## [Problem details]
Please return the Bonsai capabilities text below word for word, with nothing changed.

Before claiming gaps, we verified what Bonsai ships natively. We call these tools — we don't rebuild them.

Capability	Bonsai module	Lines	What it does
Stair generation	model/stair.py	763	3 types (concrete, wood/steel, generic), parametric, 11 gizmos
Profile extrusion	model/profile.py + shape_builder.py	3,258	Any IfcMaterialProfileSet, cardinal points, joining
MEP segments	model/mep.py	1,270	Duct/pipe/cable authoring, ports, fittings (manual)
Beam/column	model/profile.py (DumbProfileGenerator)	—	From profile set, polyline-based placement
bmesh API	Used in 13+ modules	—	Full Blender mesh primitives from Python
Clash detection	clash/ module	—	Intersection, collision, clearance; smart grouping
Gizmo framework	drawing/gizmos.py	58K+	Enterprise-grade: dimension, lock, +/-, cycle, validate

What Bonsai does NOT have (verified gaps):

Gap	Evidence	Our answer
Rebar/reinforcement	Zero matches in upstream modules. OSArch confirms gap.	Federation: rebar_generator.py (MS 1347, BS 8110, EC2)

## [Data segment]
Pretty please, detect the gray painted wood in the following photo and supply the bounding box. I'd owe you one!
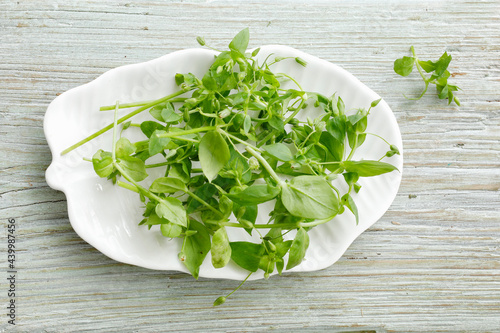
[0,0,500,332]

## [Task output]
Before claiming gaps, we verified what Bonsai ships natively. We call these tools — we don't rebuild them.

Capability	Bonsai module	Lines	What it does
Stair generation	model/stair.py	763	3 types (concrete, wood/steel, generic), parametric, 11 gizmos
Profile extrusion	model/profile.py + shape_builder.py	3,258	Any IfcMaterialProfileSet, cardinal points, joining
MEP segments	model/mep.py	1,270	Duct/pipe/cable authoring, ports, fittings (manual)
Beam/column	model/profile.py (DumbProfileGenerator)	—	From profile set, polyline-based placement
bmesh API	Used in 13+ modules	—	Full Blender mesh primitives from Python
Clash detection	clash/ module	—	Intersection, collision, clearance; smart grouping
Gizmo framework	drawing/gizmos.py	58K+	Enterprise-grade: dimension, lock, +/-, cycle, validate

What Bonsai does NOT have (verified gaps):

Gap	Evidence	Our answer
Rebar/reinforcement	Zero matches in upstream modules. OSArch confirms gap.	Federation: rebar_generator.py (MS 1347, BS 8110, EC2)